**REQUIRED TASK:** Render every line of the items below as one JSON list of strings, with one string per line and blank lines omitted.

**MATERIAL PROVIDED:**
################

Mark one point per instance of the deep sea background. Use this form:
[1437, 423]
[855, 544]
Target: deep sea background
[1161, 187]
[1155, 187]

################

**PROBLEM SOLUTION:**
[
  "Mark one point per instance of the deep sea background. Use this form:",
  "[1437, 423]",
  "[855, 544]",
  "Target: deep sea background",
  "[1161, 187]",
  "[1155, 187]"
]